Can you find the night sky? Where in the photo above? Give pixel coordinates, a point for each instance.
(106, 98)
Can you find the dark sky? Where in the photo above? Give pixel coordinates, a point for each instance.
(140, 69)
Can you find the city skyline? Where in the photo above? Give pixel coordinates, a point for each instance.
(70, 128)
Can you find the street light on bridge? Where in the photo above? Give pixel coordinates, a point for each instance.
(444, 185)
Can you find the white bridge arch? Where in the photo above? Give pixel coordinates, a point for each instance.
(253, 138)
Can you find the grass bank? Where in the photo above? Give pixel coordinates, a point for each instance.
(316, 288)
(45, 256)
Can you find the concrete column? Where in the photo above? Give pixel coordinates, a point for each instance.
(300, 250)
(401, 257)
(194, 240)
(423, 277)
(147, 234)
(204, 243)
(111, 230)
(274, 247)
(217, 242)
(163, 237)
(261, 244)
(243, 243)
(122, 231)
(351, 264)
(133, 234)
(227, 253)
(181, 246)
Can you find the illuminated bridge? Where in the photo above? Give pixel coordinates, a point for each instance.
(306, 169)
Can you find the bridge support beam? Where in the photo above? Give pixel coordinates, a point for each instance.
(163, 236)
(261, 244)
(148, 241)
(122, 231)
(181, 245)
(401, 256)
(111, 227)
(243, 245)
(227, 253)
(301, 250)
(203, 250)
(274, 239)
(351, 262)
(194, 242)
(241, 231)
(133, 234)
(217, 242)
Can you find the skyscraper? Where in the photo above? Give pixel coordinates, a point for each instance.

» **What is being asked**
Write the material out again in full, leaving no line out.

» **Response to the exercise**
Can you find the night sky? Where in the photo above? Give pixel coordinates, a point for each instance.
(106, 98)
Can you find the dark sky? Where in the photo above? Give pixel coordinates, a point for each instance.
(140, 69)
Can you find the city skyline? Where in the photo above? Give pixel coordinates, a point for each instance.
(70, 128)
Can you find the street light on bridge? Where in the photo above? Give pixel coordinates, a point for each instance.
(444, 185)
Can you find the white bridge arch? Where in the photo above? Give pixel coordinates, a point for each instance.
(253, 138)
Can you find the grass bank? Where in the photo above? Give pixel coordinates, a point for each instance.
(316, 288)
(45, 256)
Can you find the concrete column? Where in the photo above? Give pixel coordinates, a point for each instance.
(300, 250)
(401, 257)
(194, 240)
(423, 277)
(147, 234)
(204, 243)
(111, 230)
(274, 247)
(217, 242)
(163, 237)
(261, 244)
(243, 243)
(122, 231)
(351, 264)
(133, 234)
(227, 253)
(181, 246)
Can you find the illuminated bridge? Where in the photo above? Give pixel coordinates, a point for each instance.
(306, 169)
Can you find the bridge support beam? Where in the photo above? Give pixel coordinates, a point for each instance.
(163, 236)
(261, 244)
(148, 241)
(122, 231)
(181, 245)
(401, 256)
(111, 227)
(243, 245)
(227, 253)
(301, 250)
(203, 250)
(274, 239)
(351, 262)
(194, 242)
(241, 231)
(133, 234)
(217, 242)
Can you find the skyscraper? Where in the photo above? Give pixel coordinates, a point for each instance.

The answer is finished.